#### SOURCE EXCERPT
Studio album by Billy Ray Cyrus
- Released: July 24, 2007
- Recorded: 2007
- Studios: Ocean Way (Hollywood); Sound Emporium (Nashville); The Tracking Room (Nashville); Your Place or Mind (Glendale); Fireside (Nashville); The Jungle Room (Glendale);
- Genre: Country
- Length: 52:17
- Label: Walt Disney
- Producer: Fred Mollin

Billy Ray Cyrus chronology
| Wanna Be Your Joe (2006) | Home at Last (2007) | Love Songs (2008) |

Singles from Home at Last
- "Ready, Set, Don't Go" Released: October 10, 2007;

= Home at Last (Billy Ray Cyrus album) =

Home at Last is the tenth studio album by American singer and actor, Billy Ray Cyrus. It was released on July 24, 2007, and is follow-up album to Wanna Be Your Joe, which was released in 2006. Home at Last is Cyrus' debut and only album to date for Walt Disney Records.

The album debuted and peaked at number 3 on the U.S. Billboard Top Country Albums, and number 20 on the Billboard 200 and on the Billboard Top Comprehensive Albums. This became Cyrus's first album in 13 years to reach certification as it is certified Gold by the RIAA for sales of 500,000 copies. It also set a record for a father-daughter duo to have their own Top 20 album on the Billboard 200. When Home at Last debuted, Miley's album, Hannah Montana 2: Meet Miley Cyrus was at number 1.

Professional ratings
Review scores
| Source | Rating |
| About.com | Star |
| AllMusic | Star Half star |
| Common Sense Media | Star |
| Country Weekly | (average) |

==Background==

The album's lead-off single, "Ready, Set, Don't Go", debuted at number 47 for the chart week of August 11, 2007, on the Billboard Hot Country Songs, making it Billy Ray's first chart entry since 2004 with "The Other Side". On October 9, 2007, Billy Ray and Miley performed a duet of the song on Dancing with the Stars.

The duet debuted on the chart on October 27, 2007, at number 27. It eventually reached number 4 on the country charts, giving Billy Ray his first Top 5 single since "Busy Man" reached number 3 in 1999. It was also Miley's first Top 5 on any Billboard chart, as well as her first release to country radio.

After "Ready, Set, Don't Go" fell from the country music charts, no further singles were released. Cyrus began to work on his next studio album. The album was released on Lyric Street Records on April 7, 2009. It was titled Back to Tennessee.

The track "Stand" was originally recorded as a duet with Miley Cyrus on Billy Ray's previous album Wanna Be Your Joe. However, the song was remixed without Miley's vocals and was added to Home at Last.
########
#### ITEMS
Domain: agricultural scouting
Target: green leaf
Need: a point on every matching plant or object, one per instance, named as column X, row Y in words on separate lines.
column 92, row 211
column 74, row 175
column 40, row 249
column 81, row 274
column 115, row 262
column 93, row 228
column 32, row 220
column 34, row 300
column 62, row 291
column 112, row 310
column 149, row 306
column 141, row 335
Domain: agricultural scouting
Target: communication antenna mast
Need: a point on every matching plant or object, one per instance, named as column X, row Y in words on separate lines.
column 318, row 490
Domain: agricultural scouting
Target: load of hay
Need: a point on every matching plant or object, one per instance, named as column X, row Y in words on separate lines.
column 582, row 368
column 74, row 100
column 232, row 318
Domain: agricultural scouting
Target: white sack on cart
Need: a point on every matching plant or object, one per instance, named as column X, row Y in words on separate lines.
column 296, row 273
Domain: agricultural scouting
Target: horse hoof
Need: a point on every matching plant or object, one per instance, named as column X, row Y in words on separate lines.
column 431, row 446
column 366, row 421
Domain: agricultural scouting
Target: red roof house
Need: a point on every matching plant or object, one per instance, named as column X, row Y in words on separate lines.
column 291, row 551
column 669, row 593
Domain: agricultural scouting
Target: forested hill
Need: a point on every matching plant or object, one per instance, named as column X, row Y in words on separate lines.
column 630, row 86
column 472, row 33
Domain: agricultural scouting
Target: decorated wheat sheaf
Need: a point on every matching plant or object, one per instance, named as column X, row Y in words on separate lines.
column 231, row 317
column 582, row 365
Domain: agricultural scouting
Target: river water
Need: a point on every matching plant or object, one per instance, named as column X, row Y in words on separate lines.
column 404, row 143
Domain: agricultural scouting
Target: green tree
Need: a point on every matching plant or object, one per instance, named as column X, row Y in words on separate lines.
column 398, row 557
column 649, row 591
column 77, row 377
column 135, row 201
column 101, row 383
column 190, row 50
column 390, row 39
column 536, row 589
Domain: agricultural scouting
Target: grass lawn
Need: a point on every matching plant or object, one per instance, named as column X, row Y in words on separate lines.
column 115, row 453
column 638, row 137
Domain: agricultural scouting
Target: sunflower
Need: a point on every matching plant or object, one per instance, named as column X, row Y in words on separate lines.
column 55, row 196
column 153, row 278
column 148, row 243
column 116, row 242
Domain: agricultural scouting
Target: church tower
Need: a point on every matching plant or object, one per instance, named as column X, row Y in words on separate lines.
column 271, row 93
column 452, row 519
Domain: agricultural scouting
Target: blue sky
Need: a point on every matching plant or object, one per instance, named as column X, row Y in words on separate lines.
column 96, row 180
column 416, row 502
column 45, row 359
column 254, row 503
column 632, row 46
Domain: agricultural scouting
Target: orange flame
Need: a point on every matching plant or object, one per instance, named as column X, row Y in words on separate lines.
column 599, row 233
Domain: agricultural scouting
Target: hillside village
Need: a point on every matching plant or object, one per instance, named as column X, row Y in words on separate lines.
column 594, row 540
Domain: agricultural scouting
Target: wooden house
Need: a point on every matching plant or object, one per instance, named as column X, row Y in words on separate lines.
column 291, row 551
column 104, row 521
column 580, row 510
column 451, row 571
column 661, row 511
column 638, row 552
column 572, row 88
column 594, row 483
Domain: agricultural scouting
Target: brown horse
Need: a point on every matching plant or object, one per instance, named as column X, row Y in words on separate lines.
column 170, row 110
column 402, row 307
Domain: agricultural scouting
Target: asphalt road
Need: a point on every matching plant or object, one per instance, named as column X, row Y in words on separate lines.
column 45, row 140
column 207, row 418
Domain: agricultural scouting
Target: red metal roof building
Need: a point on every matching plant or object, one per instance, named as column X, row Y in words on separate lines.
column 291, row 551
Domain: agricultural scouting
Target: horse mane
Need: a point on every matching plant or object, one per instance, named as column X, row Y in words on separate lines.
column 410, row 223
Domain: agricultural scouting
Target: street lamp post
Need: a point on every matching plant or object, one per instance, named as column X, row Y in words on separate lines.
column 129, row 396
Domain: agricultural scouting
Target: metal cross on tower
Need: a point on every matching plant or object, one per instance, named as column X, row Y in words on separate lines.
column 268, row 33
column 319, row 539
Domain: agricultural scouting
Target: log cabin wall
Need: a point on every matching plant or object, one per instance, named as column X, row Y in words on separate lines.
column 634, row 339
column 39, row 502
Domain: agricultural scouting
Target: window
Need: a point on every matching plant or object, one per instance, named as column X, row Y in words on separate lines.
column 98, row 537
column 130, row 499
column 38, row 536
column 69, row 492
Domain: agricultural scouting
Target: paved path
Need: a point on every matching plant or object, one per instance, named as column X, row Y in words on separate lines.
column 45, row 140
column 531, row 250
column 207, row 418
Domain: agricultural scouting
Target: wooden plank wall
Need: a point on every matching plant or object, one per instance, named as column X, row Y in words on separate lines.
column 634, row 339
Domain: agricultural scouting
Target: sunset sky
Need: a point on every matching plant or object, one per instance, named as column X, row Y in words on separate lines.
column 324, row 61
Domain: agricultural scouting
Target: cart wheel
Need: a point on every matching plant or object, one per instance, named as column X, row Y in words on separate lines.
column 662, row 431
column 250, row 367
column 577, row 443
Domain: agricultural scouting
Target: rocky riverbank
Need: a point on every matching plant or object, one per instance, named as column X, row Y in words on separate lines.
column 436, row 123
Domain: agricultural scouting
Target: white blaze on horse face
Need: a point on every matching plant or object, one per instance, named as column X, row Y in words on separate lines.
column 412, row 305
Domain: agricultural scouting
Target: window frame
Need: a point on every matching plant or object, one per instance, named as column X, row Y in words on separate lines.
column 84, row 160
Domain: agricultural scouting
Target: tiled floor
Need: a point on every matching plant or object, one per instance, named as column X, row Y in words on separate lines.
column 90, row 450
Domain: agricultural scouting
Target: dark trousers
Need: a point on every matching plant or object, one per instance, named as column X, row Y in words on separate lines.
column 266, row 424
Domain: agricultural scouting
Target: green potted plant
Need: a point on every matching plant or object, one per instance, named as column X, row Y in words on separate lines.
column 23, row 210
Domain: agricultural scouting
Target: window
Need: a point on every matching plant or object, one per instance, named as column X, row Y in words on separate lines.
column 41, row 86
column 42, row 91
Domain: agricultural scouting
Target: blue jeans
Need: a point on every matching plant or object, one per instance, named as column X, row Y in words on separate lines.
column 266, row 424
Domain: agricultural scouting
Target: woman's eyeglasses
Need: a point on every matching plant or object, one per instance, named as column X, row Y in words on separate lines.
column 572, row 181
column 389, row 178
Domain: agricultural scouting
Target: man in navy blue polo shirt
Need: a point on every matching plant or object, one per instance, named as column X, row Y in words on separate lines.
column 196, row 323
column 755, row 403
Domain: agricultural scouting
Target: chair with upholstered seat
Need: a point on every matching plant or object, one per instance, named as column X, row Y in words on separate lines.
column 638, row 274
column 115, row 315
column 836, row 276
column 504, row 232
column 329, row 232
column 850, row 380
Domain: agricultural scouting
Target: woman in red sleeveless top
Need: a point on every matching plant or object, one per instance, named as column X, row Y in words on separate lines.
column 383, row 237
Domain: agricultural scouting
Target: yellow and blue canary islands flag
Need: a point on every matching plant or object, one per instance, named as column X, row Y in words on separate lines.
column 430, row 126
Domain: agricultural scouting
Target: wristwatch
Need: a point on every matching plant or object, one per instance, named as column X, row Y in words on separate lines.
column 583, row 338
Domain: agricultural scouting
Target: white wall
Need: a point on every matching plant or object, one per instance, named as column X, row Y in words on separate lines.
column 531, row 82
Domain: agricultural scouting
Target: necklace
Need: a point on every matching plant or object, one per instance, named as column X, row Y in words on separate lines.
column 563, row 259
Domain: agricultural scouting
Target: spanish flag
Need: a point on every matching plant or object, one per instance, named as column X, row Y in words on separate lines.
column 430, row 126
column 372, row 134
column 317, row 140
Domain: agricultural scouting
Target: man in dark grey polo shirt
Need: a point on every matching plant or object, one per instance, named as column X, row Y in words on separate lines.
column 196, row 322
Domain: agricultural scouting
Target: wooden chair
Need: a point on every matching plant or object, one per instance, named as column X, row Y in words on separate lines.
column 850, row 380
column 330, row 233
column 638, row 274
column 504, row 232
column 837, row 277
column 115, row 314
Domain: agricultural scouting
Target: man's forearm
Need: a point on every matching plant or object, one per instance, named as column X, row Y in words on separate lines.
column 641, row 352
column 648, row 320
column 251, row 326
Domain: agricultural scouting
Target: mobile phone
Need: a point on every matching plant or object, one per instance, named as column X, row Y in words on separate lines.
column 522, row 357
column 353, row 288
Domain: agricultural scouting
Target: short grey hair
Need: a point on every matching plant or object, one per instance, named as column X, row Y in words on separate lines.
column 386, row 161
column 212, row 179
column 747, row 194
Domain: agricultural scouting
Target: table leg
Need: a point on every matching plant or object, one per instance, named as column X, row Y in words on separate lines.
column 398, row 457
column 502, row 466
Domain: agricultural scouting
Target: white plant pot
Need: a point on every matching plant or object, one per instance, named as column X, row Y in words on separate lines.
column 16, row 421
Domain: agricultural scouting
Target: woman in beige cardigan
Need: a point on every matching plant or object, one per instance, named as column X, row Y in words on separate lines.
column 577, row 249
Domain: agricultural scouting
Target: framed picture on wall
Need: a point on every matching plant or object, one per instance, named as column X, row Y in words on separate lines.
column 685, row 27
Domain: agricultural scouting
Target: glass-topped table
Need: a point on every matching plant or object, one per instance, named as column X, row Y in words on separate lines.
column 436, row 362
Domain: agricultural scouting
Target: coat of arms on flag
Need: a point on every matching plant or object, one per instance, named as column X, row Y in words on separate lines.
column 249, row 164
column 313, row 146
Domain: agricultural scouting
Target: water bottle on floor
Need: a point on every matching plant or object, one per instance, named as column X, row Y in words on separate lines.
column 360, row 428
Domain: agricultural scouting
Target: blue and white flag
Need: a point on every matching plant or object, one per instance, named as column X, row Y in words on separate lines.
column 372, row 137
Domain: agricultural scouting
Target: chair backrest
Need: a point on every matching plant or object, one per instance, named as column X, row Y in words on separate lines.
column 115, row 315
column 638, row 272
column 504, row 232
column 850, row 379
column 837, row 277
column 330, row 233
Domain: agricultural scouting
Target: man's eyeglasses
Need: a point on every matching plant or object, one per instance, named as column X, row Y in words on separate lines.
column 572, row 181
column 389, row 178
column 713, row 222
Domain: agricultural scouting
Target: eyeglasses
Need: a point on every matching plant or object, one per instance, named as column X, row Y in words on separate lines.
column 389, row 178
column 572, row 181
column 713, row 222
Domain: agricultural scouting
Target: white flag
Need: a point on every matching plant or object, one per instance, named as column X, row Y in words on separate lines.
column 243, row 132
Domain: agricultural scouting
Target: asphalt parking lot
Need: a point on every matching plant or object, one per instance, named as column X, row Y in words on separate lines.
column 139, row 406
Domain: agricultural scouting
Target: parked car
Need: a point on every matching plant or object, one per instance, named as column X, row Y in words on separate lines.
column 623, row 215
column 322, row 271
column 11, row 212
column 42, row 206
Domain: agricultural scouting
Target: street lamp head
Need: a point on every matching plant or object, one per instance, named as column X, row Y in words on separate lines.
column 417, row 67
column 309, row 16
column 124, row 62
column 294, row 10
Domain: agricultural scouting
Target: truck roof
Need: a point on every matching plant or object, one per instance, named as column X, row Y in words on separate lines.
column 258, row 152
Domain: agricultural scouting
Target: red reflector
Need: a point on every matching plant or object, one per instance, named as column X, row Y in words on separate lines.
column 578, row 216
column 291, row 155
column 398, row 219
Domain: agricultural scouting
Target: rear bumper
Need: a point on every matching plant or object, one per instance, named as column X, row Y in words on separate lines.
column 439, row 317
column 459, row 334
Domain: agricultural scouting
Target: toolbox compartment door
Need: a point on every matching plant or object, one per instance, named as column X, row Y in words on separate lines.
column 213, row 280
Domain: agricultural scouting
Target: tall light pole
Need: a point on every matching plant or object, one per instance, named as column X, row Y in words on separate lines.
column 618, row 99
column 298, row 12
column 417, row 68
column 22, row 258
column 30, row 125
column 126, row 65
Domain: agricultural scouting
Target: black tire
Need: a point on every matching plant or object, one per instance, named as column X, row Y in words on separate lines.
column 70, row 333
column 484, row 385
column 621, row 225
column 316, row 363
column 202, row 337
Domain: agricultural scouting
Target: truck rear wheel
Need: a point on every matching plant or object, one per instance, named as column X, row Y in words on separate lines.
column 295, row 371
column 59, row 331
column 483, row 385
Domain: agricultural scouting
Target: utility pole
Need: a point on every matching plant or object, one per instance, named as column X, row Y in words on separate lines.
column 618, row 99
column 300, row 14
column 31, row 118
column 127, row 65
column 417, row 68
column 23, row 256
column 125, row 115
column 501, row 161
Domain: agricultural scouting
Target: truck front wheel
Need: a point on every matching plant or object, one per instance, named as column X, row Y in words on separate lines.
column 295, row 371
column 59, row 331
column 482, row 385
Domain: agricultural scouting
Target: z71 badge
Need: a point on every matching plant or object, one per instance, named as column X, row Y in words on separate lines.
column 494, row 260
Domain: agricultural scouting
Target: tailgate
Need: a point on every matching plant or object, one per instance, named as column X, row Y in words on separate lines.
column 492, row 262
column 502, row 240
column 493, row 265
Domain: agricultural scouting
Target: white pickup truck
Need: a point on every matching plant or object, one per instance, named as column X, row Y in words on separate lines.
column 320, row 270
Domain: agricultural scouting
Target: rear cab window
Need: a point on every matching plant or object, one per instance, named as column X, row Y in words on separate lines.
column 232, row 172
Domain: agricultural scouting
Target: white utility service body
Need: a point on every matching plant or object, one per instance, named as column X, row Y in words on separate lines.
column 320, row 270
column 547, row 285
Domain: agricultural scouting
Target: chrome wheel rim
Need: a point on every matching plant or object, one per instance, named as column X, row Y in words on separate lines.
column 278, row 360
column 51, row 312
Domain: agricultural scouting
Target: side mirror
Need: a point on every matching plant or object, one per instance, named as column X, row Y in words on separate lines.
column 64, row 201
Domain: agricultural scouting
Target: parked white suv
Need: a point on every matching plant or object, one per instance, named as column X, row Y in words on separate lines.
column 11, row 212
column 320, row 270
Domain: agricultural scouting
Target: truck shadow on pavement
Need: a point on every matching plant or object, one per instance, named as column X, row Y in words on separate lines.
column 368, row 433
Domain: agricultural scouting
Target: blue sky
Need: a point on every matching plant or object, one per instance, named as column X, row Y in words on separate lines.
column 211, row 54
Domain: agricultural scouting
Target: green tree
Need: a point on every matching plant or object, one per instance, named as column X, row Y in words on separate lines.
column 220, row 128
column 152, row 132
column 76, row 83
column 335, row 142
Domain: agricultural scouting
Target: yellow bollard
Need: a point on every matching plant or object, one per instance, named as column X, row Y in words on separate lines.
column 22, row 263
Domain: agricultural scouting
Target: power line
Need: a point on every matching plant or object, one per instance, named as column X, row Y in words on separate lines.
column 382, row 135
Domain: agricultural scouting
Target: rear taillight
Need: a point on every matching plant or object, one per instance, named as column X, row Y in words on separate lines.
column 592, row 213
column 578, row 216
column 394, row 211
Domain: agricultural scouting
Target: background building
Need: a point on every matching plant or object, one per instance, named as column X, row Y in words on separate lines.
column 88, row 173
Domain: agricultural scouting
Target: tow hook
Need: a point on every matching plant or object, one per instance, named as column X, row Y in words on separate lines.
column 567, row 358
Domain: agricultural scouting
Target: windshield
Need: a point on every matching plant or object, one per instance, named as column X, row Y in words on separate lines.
########
▸ EXERCISE BRIEF
Could you repeat the stretch of the Home at Last album article from "Singles from Home" through "at number 1." word for word?

▸ EXERCISE ANSWER
Singles from Home at Last
- "Ready, Set, Don't Go" Released: October 10, 2007;

= Home at Last (Billy Ray Cyrus album) =

Home at Last is the tenth studio album by American singer and actor, Billy Ray Cyrus. It was released on July 24, 2007, and is follow-up album to Wanna Be Your Joe, which was released in 2006. Home at Last is Cyrus' debut and only album to date for Walt Disney Records.

The album debuted and peaked at number 3 on the U.S. Billboard Top Country Albums, and number 20 on the Billboard 200 and on the Billboard Top Comprehensive Albums. This became Cyrus's first album in 13 years to reach certification as it is certified Gold by the RIAA for sales of 500,000 copies. It also set a record for a father-daughter duo to have their own Top 20 album on the Billboard 200. When Home at Last debuted, Miley's album, Hannah Montana 2: Meet Miley Cyrus was at number 1.